* _Provided records_
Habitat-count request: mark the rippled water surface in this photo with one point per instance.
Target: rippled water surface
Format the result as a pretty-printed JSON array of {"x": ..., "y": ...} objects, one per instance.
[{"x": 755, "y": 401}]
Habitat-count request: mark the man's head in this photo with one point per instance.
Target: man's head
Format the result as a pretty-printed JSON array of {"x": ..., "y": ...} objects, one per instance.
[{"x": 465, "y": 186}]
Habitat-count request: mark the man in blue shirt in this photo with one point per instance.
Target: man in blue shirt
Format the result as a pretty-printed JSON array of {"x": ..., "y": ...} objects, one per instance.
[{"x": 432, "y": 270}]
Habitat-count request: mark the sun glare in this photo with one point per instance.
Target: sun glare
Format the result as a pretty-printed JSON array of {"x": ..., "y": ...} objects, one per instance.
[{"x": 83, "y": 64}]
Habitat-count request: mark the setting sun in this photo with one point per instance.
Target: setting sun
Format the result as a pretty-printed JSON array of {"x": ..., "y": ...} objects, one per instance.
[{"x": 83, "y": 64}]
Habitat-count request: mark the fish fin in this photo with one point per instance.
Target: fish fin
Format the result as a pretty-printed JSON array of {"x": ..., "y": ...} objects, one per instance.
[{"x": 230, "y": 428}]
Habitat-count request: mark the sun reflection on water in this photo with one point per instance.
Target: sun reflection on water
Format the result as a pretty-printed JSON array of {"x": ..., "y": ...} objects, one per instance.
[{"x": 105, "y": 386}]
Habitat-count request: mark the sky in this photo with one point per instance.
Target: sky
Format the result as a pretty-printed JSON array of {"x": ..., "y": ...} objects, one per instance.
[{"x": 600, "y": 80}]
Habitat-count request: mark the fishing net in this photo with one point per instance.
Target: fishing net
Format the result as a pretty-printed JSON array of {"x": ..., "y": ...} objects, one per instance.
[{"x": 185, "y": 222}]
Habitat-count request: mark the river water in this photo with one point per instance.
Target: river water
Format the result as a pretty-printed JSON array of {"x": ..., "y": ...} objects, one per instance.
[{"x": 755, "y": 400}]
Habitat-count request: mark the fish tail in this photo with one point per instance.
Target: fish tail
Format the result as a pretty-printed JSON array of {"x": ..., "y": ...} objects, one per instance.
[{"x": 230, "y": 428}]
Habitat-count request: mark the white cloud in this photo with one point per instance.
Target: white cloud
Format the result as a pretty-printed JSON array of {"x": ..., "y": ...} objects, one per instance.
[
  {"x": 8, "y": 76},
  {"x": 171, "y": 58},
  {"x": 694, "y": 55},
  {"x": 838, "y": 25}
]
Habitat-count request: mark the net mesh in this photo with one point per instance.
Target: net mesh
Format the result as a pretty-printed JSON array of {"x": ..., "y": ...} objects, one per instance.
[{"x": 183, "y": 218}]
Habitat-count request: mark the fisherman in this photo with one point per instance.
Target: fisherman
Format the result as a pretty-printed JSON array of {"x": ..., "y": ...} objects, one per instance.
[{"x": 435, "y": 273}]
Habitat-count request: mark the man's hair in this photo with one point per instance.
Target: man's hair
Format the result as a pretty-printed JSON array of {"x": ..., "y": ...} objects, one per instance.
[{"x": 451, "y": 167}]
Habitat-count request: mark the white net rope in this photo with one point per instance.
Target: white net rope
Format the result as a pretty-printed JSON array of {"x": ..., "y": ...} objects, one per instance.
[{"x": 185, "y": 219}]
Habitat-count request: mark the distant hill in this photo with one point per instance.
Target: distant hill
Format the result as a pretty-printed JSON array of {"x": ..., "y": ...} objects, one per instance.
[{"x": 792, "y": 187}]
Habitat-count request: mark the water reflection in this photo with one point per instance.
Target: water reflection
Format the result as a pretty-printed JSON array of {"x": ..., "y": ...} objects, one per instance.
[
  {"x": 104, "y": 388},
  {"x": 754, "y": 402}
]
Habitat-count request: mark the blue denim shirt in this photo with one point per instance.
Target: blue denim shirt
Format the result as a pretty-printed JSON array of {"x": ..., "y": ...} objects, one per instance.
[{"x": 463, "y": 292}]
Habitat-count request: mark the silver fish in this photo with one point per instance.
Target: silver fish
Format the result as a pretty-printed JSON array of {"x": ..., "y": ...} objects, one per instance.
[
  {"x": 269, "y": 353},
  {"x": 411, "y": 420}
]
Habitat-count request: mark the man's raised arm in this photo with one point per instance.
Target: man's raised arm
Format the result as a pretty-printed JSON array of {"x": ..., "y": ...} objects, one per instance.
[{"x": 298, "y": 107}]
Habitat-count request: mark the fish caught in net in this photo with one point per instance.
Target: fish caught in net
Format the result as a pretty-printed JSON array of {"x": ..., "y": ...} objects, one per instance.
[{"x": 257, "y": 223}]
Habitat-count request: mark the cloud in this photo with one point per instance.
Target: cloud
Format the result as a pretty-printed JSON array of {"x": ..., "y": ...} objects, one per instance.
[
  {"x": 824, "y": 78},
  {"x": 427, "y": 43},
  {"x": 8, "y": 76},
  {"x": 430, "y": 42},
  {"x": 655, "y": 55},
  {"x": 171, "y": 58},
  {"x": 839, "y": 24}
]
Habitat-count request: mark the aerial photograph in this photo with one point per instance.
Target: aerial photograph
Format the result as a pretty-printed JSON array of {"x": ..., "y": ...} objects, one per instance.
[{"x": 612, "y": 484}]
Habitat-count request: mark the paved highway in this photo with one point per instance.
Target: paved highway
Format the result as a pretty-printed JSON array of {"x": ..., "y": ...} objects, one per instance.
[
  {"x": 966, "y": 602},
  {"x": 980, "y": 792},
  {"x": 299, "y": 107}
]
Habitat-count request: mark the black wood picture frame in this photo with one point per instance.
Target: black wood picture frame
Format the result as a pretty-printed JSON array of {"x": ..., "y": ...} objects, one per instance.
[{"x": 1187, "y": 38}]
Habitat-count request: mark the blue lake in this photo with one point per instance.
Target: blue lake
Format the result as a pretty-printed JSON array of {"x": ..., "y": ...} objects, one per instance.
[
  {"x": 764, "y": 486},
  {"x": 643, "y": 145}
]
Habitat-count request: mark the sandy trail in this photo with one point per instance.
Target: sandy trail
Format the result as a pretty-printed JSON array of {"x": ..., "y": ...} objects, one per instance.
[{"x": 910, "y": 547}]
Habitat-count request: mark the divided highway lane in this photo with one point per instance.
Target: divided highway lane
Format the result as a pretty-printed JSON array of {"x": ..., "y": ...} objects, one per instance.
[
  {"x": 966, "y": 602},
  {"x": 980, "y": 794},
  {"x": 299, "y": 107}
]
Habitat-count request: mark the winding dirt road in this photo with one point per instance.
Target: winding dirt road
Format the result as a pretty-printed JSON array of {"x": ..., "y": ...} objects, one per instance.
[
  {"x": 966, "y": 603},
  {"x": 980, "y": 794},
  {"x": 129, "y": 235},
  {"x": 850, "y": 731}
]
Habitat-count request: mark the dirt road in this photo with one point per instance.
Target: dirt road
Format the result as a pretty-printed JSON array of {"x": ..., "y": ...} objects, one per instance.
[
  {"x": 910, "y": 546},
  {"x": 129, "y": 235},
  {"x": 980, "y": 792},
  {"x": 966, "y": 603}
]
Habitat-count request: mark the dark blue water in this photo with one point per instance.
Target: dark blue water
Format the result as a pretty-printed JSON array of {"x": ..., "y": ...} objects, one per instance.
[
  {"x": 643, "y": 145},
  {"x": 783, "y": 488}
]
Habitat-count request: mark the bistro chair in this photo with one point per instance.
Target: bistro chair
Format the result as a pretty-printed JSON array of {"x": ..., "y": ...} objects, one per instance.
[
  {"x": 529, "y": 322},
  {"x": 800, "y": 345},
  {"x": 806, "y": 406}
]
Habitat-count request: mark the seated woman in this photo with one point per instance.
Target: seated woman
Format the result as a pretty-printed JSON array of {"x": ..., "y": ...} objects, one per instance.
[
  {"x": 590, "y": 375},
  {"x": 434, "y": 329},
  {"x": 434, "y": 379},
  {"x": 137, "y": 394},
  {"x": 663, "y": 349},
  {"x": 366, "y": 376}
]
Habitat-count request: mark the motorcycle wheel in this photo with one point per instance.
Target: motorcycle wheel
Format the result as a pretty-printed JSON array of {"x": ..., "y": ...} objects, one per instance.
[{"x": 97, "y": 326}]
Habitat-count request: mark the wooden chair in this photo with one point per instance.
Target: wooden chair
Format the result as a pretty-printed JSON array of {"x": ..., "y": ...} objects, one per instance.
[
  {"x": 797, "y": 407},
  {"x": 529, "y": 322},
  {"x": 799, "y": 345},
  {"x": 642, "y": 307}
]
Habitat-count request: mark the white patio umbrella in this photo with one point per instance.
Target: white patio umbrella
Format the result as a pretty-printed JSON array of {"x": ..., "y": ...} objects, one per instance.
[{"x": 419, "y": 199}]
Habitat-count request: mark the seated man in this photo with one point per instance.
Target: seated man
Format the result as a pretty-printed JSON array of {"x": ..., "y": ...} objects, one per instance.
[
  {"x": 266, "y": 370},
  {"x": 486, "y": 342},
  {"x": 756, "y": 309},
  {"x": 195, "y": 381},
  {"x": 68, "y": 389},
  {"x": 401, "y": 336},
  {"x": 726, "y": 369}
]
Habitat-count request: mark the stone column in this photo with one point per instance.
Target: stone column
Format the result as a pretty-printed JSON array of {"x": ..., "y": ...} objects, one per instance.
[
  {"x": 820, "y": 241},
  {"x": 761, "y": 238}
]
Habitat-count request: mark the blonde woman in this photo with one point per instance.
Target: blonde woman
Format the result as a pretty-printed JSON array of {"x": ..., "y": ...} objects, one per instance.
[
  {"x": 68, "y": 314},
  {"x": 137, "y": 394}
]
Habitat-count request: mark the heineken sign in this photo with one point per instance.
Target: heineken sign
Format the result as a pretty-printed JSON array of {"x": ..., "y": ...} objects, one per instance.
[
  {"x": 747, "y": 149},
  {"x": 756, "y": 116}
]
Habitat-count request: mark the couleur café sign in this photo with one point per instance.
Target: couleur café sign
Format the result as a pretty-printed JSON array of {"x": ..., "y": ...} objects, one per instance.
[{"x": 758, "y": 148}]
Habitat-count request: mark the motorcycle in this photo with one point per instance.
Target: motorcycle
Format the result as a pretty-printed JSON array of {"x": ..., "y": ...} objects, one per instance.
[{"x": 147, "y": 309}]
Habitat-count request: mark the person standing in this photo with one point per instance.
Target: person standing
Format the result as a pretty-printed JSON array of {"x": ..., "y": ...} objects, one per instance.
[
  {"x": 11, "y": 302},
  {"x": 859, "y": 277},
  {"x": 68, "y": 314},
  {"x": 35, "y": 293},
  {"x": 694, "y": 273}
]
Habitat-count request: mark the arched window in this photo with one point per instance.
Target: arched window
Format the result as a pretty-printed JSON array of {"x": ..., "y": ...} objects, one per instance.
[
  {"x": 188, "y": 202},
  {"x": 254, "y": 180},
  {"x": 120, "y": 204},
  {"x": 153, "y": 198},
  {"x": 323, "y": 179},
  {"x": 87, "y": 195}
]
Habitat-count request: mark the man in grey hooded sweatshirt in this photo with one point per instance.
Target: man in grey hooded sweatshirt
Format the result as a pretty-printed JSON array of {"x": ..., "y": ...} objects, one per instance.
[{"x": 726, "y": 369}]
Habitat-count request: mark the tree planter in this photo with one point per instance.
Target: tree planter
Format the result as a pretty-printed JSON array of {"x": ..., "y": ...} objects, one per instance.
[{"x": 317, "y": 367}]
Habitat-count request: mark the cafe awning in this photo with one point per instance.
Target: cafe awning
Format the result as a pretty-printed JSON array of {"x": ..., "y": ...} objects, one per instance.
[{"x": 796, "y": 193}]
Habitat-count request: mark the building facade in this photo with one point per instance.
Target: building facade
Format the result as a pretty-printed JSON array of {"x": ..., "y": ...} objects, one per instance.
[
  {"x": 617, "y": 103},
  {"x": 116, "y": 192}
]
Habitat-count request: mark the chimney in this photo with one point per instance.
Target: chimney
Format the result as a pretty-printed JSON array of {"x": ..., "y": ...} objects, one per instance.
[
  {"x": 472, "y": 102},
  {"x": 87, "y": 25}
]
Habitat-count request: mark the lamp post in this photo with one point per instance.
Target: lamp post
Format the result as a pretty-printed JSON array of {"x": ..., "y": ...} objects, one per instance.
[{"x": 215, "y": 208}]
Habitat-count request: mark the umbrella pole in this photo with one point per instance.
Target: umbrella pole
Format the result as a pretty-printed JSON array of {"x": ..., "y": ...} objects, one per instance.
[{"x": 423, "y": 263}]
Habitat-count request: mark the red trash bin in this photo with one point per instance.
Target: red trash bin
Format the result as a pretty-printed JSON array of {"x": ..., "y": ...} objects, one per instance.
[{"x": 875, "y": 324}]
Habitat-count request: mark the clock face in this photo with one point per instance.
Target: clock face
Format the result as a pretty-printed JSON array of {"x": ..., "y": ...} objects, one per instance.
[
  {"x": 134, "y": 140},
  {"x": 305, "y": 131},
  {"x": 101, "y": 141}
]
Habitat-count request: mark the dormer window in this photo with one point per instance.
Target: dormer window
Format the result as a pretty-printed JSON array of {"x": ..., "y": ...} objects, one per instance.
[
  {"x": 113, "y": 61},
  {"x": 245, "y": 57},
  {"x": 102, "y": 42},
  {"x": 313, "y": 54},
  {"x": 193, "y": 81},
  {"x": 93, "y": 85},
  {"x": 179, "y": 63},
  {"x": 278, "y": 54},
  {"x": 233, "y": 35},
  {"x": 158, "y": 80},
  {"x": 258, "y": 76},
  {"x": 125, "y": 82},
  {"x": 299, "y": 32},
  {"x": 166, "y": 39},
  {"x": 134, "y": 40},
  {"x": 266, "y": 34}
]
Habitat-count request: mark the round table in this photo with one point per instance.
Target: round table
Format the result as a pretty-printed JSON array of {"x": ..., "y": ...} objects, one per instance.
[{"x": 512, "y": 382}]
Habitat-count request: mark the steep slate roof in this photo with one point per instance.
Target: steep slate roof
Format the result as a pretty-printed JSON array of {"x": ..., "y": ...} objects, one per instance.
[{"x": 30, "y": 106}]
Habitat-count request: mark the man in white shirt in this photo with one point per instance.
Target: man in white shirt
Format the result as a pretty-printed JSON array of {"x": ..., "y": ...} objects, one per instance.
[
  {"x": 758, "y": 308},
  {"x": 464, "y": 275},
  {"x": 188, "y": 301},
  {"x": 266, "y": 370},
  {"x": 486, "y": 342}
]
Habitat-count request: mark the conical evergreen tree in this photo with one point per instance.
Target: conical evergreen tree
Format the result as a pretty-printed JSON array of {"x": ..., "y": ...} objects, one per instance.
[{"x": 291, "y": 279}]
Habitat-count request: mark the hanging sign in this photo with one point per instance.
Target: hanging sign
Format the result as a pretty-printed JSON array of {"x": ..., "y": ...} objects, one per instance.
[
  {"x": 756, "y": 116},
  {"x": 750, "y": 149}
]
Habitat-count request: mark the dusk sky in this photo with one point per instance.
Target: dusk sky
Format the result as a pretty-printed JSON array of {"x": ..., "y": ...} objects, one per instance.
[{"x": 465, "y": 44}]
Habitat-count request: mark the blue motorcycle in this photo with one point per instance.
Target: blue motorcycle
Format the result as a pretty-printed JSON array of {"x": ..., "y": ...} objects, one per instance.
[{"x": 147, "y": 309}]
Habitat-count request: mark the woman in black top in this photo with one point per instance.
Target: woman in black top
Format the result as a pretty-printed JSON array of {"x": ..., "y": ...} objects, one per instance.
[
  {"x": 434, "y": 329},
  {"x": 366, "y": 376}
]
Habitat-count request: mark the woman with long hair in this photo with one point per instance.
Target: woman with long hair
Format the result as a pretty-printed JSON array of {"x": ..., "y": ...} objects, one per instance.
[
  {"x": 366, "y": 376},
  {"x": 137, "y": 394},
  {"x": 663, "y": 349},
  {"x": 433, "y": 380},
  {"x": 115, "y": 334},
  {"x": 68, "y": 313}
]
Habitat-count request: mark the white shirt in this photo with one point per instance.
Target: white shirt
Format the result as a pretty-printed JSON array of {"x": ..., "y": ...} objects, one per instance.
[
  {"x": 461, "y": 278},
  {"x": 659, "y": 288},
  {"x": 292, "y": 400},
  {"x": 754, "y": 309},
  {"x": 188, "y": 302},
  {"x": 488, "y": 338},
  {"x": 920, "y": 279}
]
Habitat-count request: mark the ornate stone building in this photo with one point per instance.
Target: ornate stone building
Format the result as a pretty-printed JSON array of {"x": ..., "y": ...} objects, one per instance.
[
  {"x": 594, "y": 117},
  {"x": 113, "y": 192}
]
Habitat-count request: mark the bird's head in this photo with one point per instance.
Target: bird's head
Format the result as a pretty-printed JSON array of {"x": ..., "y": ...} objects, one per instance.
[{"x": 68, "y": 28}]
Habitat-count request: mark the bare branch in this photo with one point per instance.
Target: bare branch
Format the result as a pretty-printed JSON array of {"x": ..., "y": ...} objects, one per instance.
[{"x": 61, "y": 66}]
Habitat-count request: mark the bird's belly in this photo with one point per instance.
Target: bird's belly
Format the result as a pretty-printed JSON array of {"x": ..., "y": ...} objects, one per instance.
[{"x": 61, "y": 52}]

* _Given task_
Take the lines above from the one holding "Habitat-count request: mark the bird's head" to the last and output them exactly.

* _Task output_
Habitat-count request: mark the bird's head in this photo with one point per instance.
Target: bird's head
Format the result as a pretty-printed JSON array of {"x": ..., "y": ...} objects, one per instance.
[{"x": 68, "y": 28}]
Habitat-count request: mark the bare branch in this photo with one point per instance.
Target: bare branch
Format the result as a pretty-printed JSON array of {"x": ..., "y": ...} objects, one per instance.
[{"x": 61, "y": 66}]
Habitat-count request: mark the bird's belly in this photo with one point per instance.
Target: bird's belly
Format the result as a pretty-printed JSON array of {"x": ..., "y": ...} objects, one per instance.
[{"x": 61, "y": 52}]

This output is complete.